> **Excerpt to read**:
--------------------

The Golden Age of Super Basins

Affordable and abundant energy for generations!

I was pleased to serve as the organizer, general chair and creator of the AAPG Global Super Basins Leadership Conference. I will remember it as a highlight of my year as AAPG president and my entire career. I would like to share a few observations resulting from this conference.

The theme of the 2018 conference was “Actionable Intelligence in the World’s Richest Basins.” Participants heard at least 10 new play ideas that are yet to be developed. We expect many of these presentations will be available to participants of super basin conferences and to AAPG members in the future. Many basins are currently being written up for articles in the AAPG Bulletin. Plans are being considered for a second AAPG Global Super Basin Leadership Conference possibly in late January 2019 in Houston. A wrap-up of the meeting can be found on YouTube entitled, “AAPG’s Global Super Basins Leadership Conference 2018 Wrap-up.”

I shared a happy moment with Ibraheem M. Assa’adan, Executive Director, Saudi Aramco reflecting on the challenge of presenting each of the world’s greatest petroleum basins in a 30-minute time frame! For the Arabian basins, that exceeds 15 BBOE a minute. As we covered 20 of the world’s top basins in two days, it became clear that the conference time frame constrained presenters to illuminate highlights, key elements, and what makes each of these basins unique or extraordinary. Presenters commented that time limits helped them focus on the big picture about basins they know so well. Thanks to Ibraheem and Aramco for their support and generous sponsorship of the super basin initiative.

--------------------

> **Objective 1**:
Extract the passage about the super basins conference from "I shared a happy" to "super basin initiative.", word for word.

Data extracted from a collection
--------------------

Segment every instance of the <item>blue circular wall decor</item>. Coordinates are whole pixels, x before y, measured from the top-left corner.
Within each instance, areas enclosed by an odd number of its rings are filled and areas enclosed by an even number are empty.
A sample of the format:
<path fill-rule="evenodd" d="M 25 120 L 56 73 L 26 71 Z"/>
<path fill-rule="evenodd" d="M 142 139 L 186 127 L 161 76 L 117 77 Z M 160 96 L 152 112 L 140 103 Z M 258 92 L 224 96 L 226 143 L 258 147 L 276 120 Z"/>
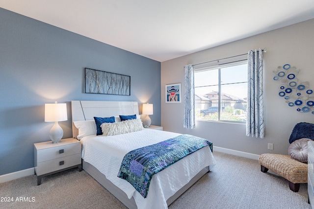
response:
<path fill-rule="evenodd" d="M 309 82 L 302 82 L 297 78 L 300 70 L 288 64 L 278 66 L 273 70 L 274 81 L 281 81 L 278 95 L 285 103 L 299 113 L 314 115 L 314 94 Z"/>

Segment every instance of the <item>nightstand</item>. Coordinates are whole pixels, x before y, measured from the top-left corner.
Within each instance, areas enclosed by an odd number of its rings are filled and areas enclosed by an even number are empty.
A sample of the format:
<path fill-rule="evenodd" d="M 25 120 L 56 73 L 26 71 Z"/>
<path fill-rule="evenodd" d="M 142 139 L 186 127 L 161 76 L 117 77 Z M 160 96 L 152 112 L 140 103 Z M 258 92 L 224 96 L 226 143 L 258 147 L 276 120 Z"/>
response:
<path fill-rule="evenodd" d="M 59 143 L 52 141 L 34 144 L 35 172 L 37 185 L 41 179 L 49 175 L 76 167 L 82 170 L 80 142 L 74 139 L 61 139 Z"/>
<path fill-rule="evenodd" d="M 162 131 L 163 130 L 162 126 L 158 126 L 157 125 L 150 125 L 148 128 L 150 129 L 159 130 L 159 131 Z"/>

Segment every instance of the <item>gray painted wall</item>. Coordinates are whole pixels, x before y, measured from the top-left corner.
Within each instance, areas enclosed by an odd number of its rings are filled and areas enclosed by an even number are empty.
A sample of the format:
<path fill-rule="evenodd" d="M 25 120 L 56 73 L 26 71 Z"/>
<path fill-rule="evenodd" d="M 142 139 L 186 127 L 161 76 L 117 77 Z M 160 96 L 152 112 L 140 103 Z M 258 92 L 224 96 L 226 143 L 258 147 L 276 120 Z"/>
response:
<path fill-rule="evenodd" d="M 215 32 L 219 32 L 216 31 Z M 232 31 L 231 31 L 232 32 Z M 290 64 L 300 70 L 298 78 L 309 81 L 314 89 L 314 19 L 256 35 L 161 63 L 161 125 L 164 130 L 194 135 L 211 140 L 217 147 L 255 154 L 285 154 L 288 139 L 295 124 L 314 123 L 314 115 L 297 112 L 278 96 L 278 82 L 272 71 Z M 264 60 L 265 137 L 245 136 L 244 124 L 197 121 L 196 128 L 183 128 L 184 103 L 165 103 L 165 85 L 181 83 L 184 93 L 183 67 L 247 53 L 252 49 L 267 48 Z M 267 143 L 274 150 L 267 150 Z"/>
<path fill-rule="evenodd" d="M 131 95 L 84 93 L 85 67 L 130 75 Z M 0 8 L 0 175 L 34 166 L 33 143 L 50 140 L 53 124 L 45 103 L 67 103 L 68 138 L 73 100 L 136 101 L 140 114 L 153 103 L 160 125 L 160 62 Z"/>

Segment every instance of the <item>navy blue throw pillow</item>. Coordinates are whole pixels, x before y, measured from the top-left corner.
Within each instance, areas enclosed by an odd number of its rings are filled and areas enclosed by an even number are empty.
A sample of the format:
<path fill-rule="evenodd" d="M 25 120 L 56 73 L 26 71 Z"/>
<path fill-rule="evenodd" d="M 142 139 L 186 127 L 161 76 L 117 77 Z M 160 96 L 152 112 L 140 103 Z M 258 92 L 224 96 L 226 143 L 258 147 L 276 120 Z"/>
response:
<path fill-rule="evenodd" d="M 289 142 L 291 143 L 302 138 L 314 140 L 314 124 L 302 122 L 295 125 L 290 135 Z"/>
<path fill-rule="evenodd" d="M 96 123 L 96 127 L 97 127 L 97 135 L 102 135 L 103 134 L 103 131 L 102 131 L 102 128 L 100 125 L 104 123 L 114 123 L 115 122 L 114 120 L 114 116 L 112 116 L 110 117 L 94 117 L 95 122 Z"/>
<path fill-rule="evenodd" d="M 132 116 L 119 116 L 121 121 L 131 120 L 132 119 L 136 119 L 136 115 L 133 115 Z"/>

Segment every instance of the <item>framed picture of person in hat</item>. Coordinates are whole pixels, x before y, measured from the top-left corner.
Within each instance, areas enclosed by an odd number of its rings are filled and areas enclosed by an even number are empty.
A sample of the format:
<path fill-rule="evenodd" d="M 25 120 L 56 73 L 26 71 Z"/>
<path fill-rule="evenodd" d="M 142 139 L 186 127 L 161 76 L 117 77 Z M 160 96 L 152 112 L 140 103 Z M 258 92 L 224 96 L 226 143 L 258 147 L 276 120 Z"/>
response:
<path fill-rule="evenodd" d="M 181 84 L 166 85 L 166 102 L 181 102 Z"/>

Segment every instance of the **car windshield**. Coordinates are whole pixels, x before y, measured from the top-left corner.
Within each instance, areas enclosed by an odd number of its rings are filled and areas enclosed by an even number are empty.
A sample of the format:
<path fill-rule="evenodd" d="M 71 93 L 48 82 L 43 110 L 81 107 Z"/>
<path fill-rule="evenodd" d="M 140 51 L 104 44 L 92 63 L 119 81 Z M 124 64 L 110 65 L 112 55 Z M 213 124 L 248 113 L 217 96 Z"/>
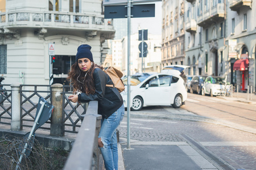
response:
<path fill-rule="evenodd" d="M 225 84 L 224 78 L 212 78 L 212 83 L 213 84 Z"/>
<path fill-rule="evenodd" d="M 146 79 L 147 77 L 148 77 L 150 75 L 132 75 L 131 76 L 131 86 L 137 86 L 143 81 L 144 81 L 144 79 Z M 127 77 L 123 78 L 122 79 L 123 84 L 125 85 L 127 85 Z"/>

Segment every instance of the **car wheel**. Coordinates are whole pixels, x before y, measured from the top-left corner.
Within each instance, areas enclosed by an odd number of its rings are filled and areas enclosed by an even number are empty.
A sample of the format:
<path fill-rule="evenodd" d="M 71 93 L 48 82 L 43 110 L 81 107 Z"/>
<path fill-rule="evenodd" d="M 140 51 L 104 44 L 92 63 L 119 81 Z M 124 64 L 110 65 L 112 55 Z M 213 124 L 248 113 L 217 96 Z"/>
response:
<path fill-rule="evenodd" d="M 210 97 L 213 97 L 213 95 L 212 94 L 212 90 L 210 90 Z"/>
<path fill-rule="evenodd" d="M 177 94 L 176 95 L 174 98 L 174 104 L 172 105 L 175 108 L 178 108 L 182 105 L 182 97 L 181 95 Z"/>
<path fill-rule="evenodd" d="M 193 89 L 192 89 L 192 87 L 190 87 L 190 92 L 193 94 Z"/>
<path fill-rule="evenodd" d="M 140 110 L 143 105 L 143 100 L 139 96 L 135 97 L 133 100 L 131 110 L 133 111 Z"/>
<path fill-rule="evenodd" d="M 201 91 L 201 95 L 202 95 L 202 96 L 205 95 L 205 93 L 204 92 L 204 89 L 203 88 L 202 88 L 202 90 Z"/>

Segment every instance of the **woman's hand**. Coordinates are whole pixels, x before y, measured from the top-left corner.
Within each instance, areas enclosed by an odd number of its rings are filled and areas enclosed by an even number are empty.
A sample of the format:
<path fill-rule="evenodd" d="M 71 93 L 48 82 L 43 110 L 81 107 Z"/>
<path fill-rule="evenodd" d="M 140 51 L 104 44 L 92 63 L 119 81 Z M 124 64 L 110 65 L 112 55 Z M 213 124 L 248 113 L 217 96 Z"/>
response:
<path fill-rule="evenodd" d="M 72 95 L 68 97 L 68 100 L 71 100 L 72 102 L 77 103 L 78 101 L 78 95 Z"/>

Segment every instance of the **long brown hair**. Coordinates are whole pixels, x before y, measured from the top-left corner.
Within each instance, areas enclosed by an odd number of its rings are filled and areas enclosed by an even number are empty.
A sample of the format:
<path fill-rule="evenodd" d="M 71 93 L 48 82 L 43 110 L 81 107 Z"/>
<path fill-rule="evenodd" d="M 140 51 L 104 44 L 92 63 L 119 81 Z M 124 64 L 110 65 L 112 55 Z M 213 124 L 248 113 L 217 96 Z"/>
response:
<path fill-rule="evenodd" d="M 101 66 L 97 65 L 94 62 L 90 69 L 87 72 L 84 72 L 80 70 L 77 62 L 76 62 L 71 66 L 71 70 L 68 73 L 68 76 L 67 78 L 68 80 L 71 80 L 71 84 L 73 83 L 74 91 L 79 91 L 84 92 L 87 95 L 94 94 L 95 93 L 95 84 L 93 79 L 93 72 L 96 67 L 101 70 L 104 68 Z M 85 74 L 87 74 L 85 76 Z"/>

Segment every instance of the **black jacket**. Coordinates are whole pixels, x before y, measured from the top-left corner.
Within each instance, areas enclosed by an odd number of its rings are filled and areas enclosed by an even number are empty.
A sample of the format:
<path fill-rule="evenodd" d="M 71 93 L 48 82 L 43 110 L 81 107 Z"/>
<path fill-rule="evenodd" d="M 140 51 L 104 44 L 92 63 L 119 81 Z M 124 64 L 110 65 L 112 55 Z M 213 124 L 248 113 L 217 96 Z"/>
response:
<path fill-rule="evenodd" d="M 98 114 L 108 118 L 123 104 L 123 101 L 120 93 L 116 88 L 106 87 L 106 84 L 113 84 L 112 80 L 100 68 L 96 68 L 93 74 L 95 94 L 86 95 L 82 93 L 79 95 L 79 101 L 89 102 L 92 100 L 98 101 Z"/>

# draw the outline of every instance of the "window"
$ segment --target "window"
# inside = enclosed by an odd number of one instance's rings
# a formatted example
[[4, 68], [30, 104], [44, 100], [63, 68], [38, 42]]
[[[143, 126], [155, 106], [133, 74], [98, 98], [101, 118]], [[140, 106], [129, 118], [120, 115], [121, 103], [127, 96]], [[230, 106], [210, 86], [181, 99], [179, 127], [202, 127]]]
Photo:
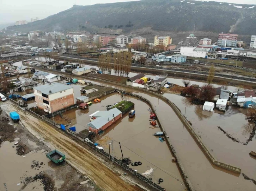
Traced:
[[46, 100], [44, 100], [44, 99], [43, 99], [43, 102], [45, 104], [47, 104], [49, 105], [49, 102], [48, 101], [46, 101]]

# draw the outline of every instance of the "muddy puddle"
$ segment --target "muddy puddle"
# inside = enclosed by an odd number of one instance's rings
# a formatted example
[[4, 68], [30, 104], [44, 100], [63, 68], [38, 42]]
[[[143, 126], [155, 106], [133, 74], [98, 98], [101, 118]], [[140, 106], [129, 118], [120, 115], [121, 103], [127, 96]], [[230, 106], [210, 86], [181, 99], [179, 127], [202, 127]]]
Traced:
[[[121, 159], [122, 156], [118, 142], [121, 144], [124, 157], [130, 157], [133, 162], [140, 161], [142, 165], [131, 167], [140, 173], [145, 172], [151, 167], [153, 172], [148, 177], [157, 183], [159, 178], [164, 179], [160, 185], [168, 190], [184, 190], [185, 188], [176, 164], [171, 161], [172, 157], [165, 142], [161, 143], [158, 137], [152, 135], [160, 131], [159, 128], [154, 128], [150, 124], [150, 114], [147, 111], [150, 108], [146, 103], [138, 100], [137, 98], [124, 96], [122, 99], [120, 94], [112, 93], [101, 98], [101, 103], [93, 103], [89, 111], [77, 108], [69, 110], [65, 113], [69, 118], [75, 117], [77, 132], [86, 129], [86, 124], [90, 122], [89, 115], [97, 110], [106, 110], [106, 106], [114, 104], [122, 100], [130, 101], [135, 104], [135, 116], [129, 118], [127, 114], [121, 120], [110, 126], [97, 138], [96, 142], [105, 151], [109, 150], [109, 142], [113, 140], [113, 155]], [[59, 122], [62, 118], [55, 117]], [[110, 145], [111, 146], [111, 145]], [[112, 149], [111, 152], [112, 153]], [[173, 178], [172, 177], [175, 177]], [[177, 181], [179, 179], [181, 182]]]
[[[29, 143], [37, 147], [36, 143], [30, 140]], [[45, 157], [45, 151], [39, 150], [20, 156], [16, 153], [15, 149], [12, 147], [14, 144], [14, 142], [6, 141], [2, 143], [0, 147], [0, 190], [5, 190], [5, 183], [7, 190], [20, 190], [24, 186], [22, 182], [24, 178], [34, 176], [40, 171], [49, 169], [47, 163], [50, 160]], [[35, 168], [31, 169], [31, 165], [35, 160], [46, 164], [42, 165], [38, 170]], [[43, 187], [43, 186], [39, 182], [33, 182], [27, 185], [23, 190], [42, 191]]]

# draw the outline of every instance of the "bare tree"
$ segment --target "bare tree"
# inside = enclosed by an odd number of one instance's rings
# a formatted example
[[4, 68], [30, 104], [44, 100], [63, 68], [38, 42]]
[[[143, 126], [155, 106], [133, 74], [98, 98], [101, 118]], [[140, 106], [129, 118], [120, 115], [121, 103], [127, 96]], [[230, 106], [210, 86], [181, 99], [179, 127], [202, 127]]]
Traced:
[[209, 74], [208, 77], [207, 78], [207, 83], [208, 85], [210, 85], [212, 83], [212, 81], [214, 77], [214, 73], [215, 72], [215, 68], [213, 64], [212, 65], [212, 66], [209, 71]]
[[185, 87], [188, 87], [190, 84], [190, 81], [189, 80], [183, 80], [182, 83], [184, 84]]

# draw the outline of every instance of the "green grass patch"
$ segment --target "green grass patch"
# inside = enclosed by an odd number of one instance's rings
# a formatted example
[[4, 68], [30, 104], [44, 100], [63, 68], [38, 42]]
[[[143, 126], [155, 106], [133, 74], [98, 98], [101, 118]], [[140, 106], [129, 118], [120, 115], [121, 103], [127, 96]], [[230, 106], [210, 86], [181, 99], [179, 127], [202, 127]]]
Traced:
[[123, 101], [120, 101], [116, 105], [114, 105], [111, 108], [112, 109], [113, 108], [116, 107], [121, 111], [123, 112], [125, 111], [130, 107], [134, 105], [134, 104], [133, 103], [132, 101], [125, 101], [124, 100]]

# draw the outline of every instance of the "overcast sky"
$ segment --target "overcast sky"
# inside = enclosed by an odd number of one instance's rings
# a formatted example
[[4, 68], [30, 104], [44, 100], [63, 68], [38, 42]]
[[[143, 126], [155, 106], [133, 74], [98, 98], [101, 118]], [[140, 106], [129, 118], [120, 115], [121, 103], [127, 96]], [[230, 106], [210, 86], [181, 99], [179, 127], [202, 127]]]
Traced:
[[[74, 4], [78, 5], [89, 5], [95, 4], [96, 2], [108, 3], [134, 0], [0, 0], [0, 23], [14, 22], [17, 20], [26, 20], [29, 21], [31, 18], [35, 19], [37, 17], [41, 19], [69, 9]], [[214, 1], [256, 4], [256, 0], [216, 0]]]

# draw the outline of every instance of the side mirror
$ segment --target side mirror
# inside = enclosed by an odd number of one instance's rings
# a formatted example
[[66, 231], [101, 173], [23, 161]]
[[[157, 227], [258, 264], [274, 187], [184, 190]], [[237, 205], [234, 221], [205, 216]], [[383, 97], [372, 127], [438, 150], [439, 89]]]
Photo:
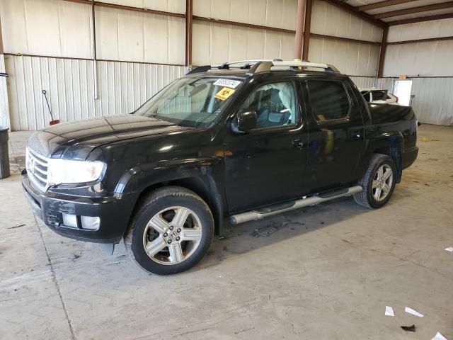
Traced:
[[256, 112], [241, 112], [236, 115], [231, 130], [236, 133], [246, 133], [256, 128]]

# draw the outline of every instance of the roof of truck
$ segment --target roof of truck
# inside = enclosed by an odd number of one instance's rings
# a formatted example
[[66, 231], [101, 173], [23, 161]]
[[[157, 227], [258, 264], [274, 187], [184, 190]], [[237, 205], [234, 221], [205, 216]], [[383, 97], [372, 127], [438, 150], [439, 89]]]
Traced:
[[319, 73], [321, 71], [323, 73], [340, 74], [336, 67], [328, 64], [306, 61], [283, 61], [281, 60], [241, 60], [225, 62], [217, 66], [204, 65], [195, 67], [187, 74], [203, 74], [246, 78], [257, 73], [289, 70], [300, 73]]

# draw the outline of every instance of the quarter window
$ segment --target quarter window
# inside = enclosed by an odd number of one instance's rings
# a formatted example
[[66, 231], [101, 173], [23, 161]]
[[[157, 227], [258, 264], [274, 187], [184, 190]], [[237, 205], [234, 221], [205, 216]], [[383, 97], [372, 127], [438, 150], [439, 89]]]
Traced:
[[318, 121], [345, 118], [349, 113], [349, 98], [340, 81], [311, 80], [307, 89], [311, 110]]
[[296, 123], [297, 113], [292, 83], [268, 84], [256, 89], [239, 112], [256, 111], [256, 128], [273, 128]]

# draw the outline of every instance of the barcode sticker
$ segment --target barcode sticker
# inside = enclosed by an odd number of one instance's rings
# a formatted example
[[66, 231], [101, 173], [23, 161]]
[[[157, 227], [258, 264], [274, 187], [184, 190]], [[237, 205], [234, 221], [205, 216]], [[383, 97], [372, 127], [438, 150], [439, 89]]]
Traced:
[[217, 85], [218, 86], [226, 86], [230, 89], [236, 89], [240, 84], [241, 81], [239, 80], [219, 79], [214, 83], [214, 85]]

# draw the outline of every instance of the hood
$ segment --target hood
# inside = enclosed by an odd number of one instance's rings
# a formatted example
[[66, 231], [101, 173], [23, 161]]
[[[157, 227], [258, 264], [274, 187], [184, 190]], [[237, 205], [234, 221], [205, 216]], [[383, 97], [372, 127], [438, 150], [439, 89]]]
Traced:
[[85, 159], [94, 148], [113, 142], [193, 129], [154, 118], [111, 115], [53, 125], [32, 135], [28, 145], [46, 157]]

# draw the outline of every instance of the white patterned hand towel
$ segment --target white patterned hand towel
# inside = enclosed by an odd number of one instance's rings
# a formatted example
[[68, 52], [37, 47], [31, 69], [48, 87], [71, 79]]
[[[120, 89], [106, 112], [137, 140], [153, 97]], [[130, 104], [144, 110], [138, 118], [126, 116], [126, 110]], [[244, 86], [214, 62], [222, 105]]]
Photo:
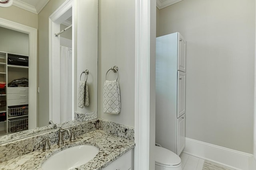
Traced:
[[78, 98], [78, 106], [80, 108], [84, 108], [84, 106], [89, 106], [89, 92], [88, 85], [86, 82], [79, 82], [79, 89]]
[[119, 84], [116, 80], [106, 80], [103, 85], [103, 112], [118, 114], [121, 111]]

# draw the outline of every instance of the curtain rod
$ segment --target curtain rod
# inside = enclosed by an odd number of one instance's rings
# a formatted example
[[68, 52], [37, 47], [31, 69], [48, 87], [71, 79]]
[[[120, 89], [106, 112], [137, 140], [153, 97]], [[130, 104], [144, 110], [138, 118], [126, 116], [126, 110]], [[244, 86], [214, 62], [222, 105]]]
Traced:
[[55, 34], [55, 37], [58, 37], [58, 36], [60, 34], [63, 33], [64, 32], [64, 31], [65, 31], [67, 30], [68, 29], [69, 29], [70, 28], [71, 28], [71, 27], [72, 27], [72, 25], [69, 25], [68, 27], [67, 27], [65, 29], [63, 29], [63, 30], [62, 30], [62, 31], [61, 31], [59, 33]]

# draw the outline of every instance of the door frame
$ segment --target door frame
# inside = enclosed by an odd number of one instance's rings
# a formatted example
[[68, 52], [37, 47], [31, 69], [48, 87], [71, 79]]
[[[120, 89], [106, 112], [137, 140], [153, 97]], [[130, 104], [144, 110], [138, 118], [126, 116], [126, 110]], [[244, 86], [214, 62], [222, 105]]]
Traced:
[[28, 129], [35, 128], [37, 127], [37, 29], [1, 18], [0, 26], [28, 34]]
[[[49, 18], [49, 119], [54, 123], [60, 123], [60, 71], [59, 48], [54, 48], [60, 45], [60, 38], [56, 37], [55, 34], [60, 30], [60, 23], [58, 20], [63, 15], [72, 8], [72, 118], [74, 113], [74, 68], [76, 53], [75, 40], [75, 29], [76, 22], [75, 8], [76, 0], [67, 0]], [[52, 113], [54, 113], [53, 114]]]

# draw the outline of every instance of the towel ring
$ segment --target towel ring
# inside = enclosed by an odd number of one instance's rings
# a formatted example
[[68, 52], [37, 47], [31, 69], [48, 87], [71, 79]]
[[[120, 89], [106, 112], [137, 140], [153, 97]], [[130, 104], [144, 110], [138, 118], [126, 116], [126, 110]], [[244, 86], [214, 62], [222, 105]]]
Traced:
[[83, 71], [83, 72], [81, 73], [81, 75], [80, 75], [80, 81], [81, 81], [81, 77], [82, 76], [82, 74], [83, 73], [85, 73], [85, 75], [86, 75], [86, 80], [85, 80], [86, 82], [87, 81], [87, 78], [88, 78], [88, 74], [89, 74], [89, 70], [85, 70]]
[[118, 79], [118, 67], [116, 66], [112, 66], [112, 67], [110, 68], [110, 69], [108, 70], [108, 71], [107, 71], [107, 72], [106, 73], [106, 76], [105, 76], [106, 80], [107, 80], [107, 74], [108, 74], [108, 72], [110, 70], [114, 71], [114, 72], [116, 72], [117, 73], [117, 76], [116, 77], [116, 80], [117, 81], [117, 79]]

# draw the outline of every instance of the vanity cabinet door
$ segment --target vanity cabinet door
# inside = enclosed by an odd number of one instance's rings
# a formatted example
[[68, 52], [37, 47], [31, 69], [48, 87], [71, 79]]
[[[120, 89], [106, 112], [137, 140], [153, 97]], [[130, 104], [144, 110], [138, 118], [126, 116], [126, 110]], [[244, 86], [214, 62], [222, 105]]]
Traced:
[[179, 156], [185, 148], [185, 115], [177, 119], [177, 150]]
[[102, 170], [130, 170], [133, 169], [132, 160], [133, 160], [133, 155], [132, 154], [132, 150], [115, 160]]
[[178, 71], [177, 79], [177, 118], [179, 118], [185, 112], [186, 73]]

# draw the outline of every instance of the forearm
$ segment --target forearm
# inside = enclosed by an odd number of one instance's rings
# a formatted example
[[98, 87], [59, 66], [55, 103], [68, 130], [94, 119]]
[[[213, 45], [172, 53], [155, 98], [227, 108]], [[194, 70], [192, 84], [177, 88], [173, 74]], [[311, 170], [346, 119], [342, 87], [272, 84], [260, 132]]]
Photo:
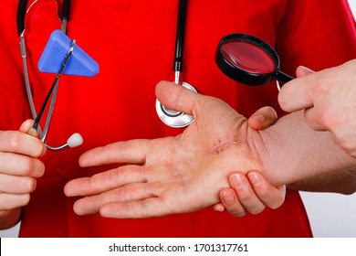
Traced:
[[307, 126], [302, 112], [280, 118], [259, 134], [254, 144], [265, 176], [274, 185], [356, 166], [356, 159], [337, 146], [328, 132], [315, 132]]
[[351, 195], [356, 192], [356, 168], [322, 174], [288, 185], [292, 190], [335, 192]]
[[0, 230], [14, 227], [20, 220], [20, 218], [21, 208], [0, 211]]

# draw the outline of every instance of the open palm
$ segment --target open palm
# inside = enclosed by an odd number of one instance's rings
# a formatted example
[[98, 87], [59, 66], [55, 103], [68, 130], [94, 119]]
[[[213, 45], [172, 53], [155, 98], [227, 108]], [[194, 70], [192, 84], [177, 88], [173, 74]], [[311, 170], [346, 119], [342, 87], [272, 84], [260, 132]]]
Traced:
[[85, 153], [82, 166], [125, 164], [70, 181], [74, 209], [110, 218], [150, 218], [191, 212], [220, 201], [219, 191], [236, 170], [262, 170], [253, 150], [257, 132], [224, 101], [169, 82], [156, 88], [166, 107], [194, 116], [175, 137], [118, 142]]

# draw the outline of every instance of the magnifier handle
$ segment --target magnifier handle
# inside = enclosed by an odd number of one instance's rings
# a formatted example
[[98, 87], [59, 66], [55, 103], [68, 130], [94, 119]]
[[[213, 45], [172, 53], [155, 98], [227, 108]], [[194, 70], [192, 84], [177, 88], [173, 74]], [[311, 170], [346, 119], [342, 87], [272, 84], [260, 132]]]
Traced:
[[289, 80], [293, 80], [291, 76], [283, 73], [282, 71], [277, 73], [276, 79], [282, 84], [285, 84], [286, 82], [288, 82]]

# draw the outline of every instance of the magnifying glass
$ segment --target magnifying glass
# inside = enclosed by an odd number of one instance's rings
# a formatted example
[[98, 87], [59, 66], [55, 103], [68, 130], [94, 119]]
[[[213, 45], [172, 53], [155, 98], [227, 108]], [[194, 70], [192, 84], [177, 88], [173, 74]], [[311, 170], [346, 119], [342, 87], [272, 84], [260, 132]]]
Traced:
[[219, 69], [229, 78], [247, 85], [272, 80], [284, 84], [293, 78], [280, 70], [277, 52], [265, 41], [247, 34], [230, 34], [221, 38], [215, 56]]

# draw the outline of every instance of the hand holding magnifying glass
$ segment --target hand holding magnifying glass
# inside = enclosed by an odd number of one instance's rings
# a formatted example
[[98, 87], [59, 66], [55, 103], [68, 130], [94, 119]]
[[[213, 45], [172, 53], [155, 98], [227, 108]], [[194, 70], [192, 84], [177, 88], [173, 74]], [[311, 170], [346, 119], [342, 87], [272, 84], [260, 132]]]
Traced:
[[293, 80], [280, 71], [277, 52], [265, 41], [247, 34], [230, 34], [218, 45], [215, 61], [229, 78], [247, 85], [263, 85], [272, 80], [282, 84]]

--------------------

> **Objective 2**:
In the entries, copy the lines from the one containing "# draw the outline of every instance of the vanity" to the one containing "112], [186, 73]]", keeping both of those lines.

> **Full answer 1**:
I shared a happy moment with Ibraheem M. Assa’adan, Executive Director, Saudi Aramco reflecting on the challenge of presenting each of the world’s greatest petroleum basins in a 30-minute time frame! For the Arabian basins, that exceeds 15 BBOE a minute. As we covered 20 of the world’s top basins in two days, it became clear that the conference time frame constrained presenters to illuminate highlights, key elements, and what makes each of these basins unique or extraordinary. Presenters commented that time limits helped them focus on the big picture about basins they know so well. Thanks to Ibraheem and Aramco for their support and generous sponsorship of the super basin initiative.

> **Full answer 2**:
# draw the outline of every instance of the vanity cabinet door
$ segment --target vanity cabinet door
# inside = enclosed by an odd number of one instance's rings
# a formatted example
[[68, 52], [37, 47], [31, 69], [48, 87], [71, 79]]
[[[120, 89], [106, 112], [137, 140], [153, 97]], [[130, 104], [144, 110], [138, 118], [126, 116], [126, 110]], [[244, 86], [214, 62], [222, 105]]]
Traced:
[[179, 156], [185, 148], [185, 115], [177, 119], [177, 150]]
[[102, 170], [130, 170], [133, 169], [132, 160], [133, 160], [133, 155], [132, 154], [132, 150], [115, 160]]
[[178, 71], [177, 79], [177, 118], [179, 118], [185, 112], [186, 73]]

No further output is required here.